_TEXT PASSAGE:_
** Begin **

## Sunday, January 27, 2019

### Statistics Sunday: Creating a Stacked Bar Chart for Rank Data

Stacked Bar Chart for Rank Data At work on Friday, I was trying to figure out the best way to display some rank data. What I had were rankings from 1-5 for 10 factors considered most important in a job (such as Salary, Insurance Benefits, and the Opportunity to Learn), meaning each respondent chose and ranked the top 5 from those 10, and the remaining 5 were unranked by that respondent. Without even thinking about the missing data issue, I computed a mean rank and called it a day. (Yes, I know that ranks are ordinal and means are for continuous data, but my goal was simply to differentiate importance of the factors and a mean seemed the best way to do it.) Of course, then we noticed one of the factors had a pretty high average rank, even though few people ranked it in the top 5. Oops.

** End **

_Data items:_
** Begin **

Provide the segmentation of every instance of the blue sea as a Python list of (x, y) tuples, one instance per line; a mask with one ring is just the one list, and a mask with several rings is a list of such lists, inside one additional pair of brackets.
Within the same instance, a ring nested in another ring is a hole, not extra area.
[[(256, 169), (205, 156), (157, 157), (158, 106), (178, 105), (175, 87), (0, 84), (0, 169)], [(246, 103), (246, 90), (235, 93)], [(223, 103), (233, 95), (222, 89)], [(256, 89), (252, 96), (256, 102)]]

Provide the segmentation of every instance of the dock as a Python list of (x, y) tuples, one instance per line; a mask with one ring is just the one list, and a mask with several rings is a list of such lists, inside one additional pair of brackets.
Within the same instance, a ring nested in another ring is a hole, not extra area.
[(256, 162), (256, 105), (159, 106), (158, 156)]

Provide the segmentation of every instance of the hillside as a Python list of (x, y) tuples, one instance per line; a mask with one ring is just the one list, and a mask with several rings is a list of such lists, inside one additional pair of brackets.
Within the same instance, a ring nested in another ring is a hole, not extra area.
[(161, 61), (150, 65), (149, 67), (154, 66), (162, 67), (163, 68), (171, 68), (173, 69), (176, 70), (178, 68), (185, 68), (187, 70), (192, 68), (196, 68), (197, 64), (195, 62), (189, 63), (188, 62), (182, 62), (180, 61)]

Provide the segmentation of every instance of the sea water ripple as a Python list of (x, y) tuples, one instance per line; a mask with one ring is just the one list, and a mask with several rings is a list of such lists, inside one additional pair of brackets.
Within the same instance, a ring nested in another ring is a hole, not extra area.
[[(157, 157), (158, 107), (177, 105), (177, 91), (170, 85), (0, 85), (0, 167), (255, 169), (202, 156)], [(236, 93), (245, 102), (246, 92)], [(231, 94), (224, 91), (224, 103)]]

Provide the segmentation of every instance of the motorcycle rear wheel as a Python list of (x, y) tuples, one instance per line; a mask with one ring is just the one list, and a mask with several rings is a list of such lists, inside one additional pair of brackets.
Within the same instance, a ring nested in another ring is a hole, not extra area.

** End **

_THE EXERCISE:_
Continue the blog post on charting rank data, picking up after its last sentence.

_ANSWER TO THIS TASK:_
So how could I present these results? One idea I had was a stacked bar chart, and it took a bit of data wrangling to do it. That is, the rankings were all in separate variables, but I want them all on the same chart. Basically, I needed to create a dataset with:
1 variable to represent the factor being ranked
• 1 variable to represent the ranking given (1-5, or 6 that I called "Not Ranked")
• 1 variable to represent the number of people giving that particular rank that particular factor

What I ultimately did was run frequencies for the factor variables, turn those frequency tables into data frames, and merged them together with rbind. I then created chart with ggplot. Here's some code for a simplified example, which only uses 6 factors and asks people to rank the top 3.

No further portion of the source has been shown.